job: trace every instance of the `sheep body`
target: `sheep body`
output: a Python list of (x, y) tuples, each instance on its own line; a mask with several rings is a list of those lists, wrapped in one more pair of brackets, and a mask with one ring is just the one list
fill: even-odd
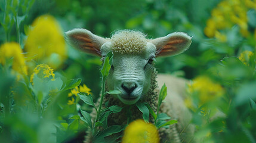
[[(129, 30), (118, 31), (108, 39), (85, 29), (74, 29), (66, 34), (70, 45), (83, 51), (100, 55), (103, 59), (109, 51), (114, 53), (105, 89), (119, 90), (121, 94), (106, 95), (103, 107), (106, 108), (104, 103), (108, 102), (109, 107), (119, 105), (123, 109), (109, 116), (109, 126), (125, 125), (128, 119), (142, 119), (141, 113), (134, 105), (138, 101), (147, 102), (156, 112), (159, 89), (153, 61), (156, 57), (179, 54), (187, 49), (192, 42), (192, 38), (181, 32), (154, 39), (147, 39), (143, 33)], [(189, 125), (191, 114), (184, 105), (182, 95), (186, 81), (167, 75), (159, 77), (160, 85), (164, 81), (168, 89), (168, 96), (161, 105), (160, 111), (178, 120), (178, 123), (169, 129), (159, 130), (161, 142), (191, 142), (193, 126)], [(127, 111), (130, 112), (131, 116), (127, 116)], [(94, 110), (91, 114), (94, 120), (96, 111)], [(151, 116), (149, 121), (153, 122)], [(91, 132), (88, 133), (85, 142), (91, 141)]]
[[(156, 77), (156, 72), (155, 71), (152, 74), (154, 76), (152, 77), (152, 86), (148, 92), (147, 96), (145, 98), (141, 99), (143, 102), (149, 103), (152, 109), (156, 113), (158, 105), (158, 97), (159, 89), (159, 85), (165, 83), (167, 88), (167, 97), (165, 101), (161, 106), (161, 113), (165, 113), (169, 116), (172, 119), (178, 120), (178, 123), (169, 126), (169, 128), (161, 128), (159, 133), (161, 138), (161, 142), (193, 142), (193, 135), (195, 127), (190, 124), (192, 115), (189, 110), (186, 107), (183, 100), (186, 98), (186, 86), (188, 81), (180, 77), (176, 77), (166, 74), (158, 74)], [(106, 90), (107, 87), (106, 87)], [(150, 96), (149, 95), (150, 95)], [(141, 119), (142, 119), (142, 113), (138, 110), (136, 106), (133, 105), (129, 108), (127, 105), (124, 104), (120, 100), (110, 95), (104, 97), (103, 101), (103, 108), (106, 108), (104, 103), (108, 102), (109, 106), (119, 105), (124, 108), (121, 113), (112, 114), (109, 116), (108, 125), (109, 126), (115, 125), (125, 125), (127, 123), (127, 110), (130, 110), (132, 115), (132, 120)], [(97, 105), (100, 103), (98, 100)], [(95, 119), (96, 111), (91, 113), (92, 120)], [(153, 123), (153, 117), (150, 116), (149, 122)], [(85, 143), (91, 142), (91, 132), (87, 131), (88, 135), (85, 137)]]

+===+

## PROBLEM TO WORK ON
Show each line from the rows above that contains the word "body".

## SOLUTION
job: trace every instance of the `sheep body`
target: `sheep body`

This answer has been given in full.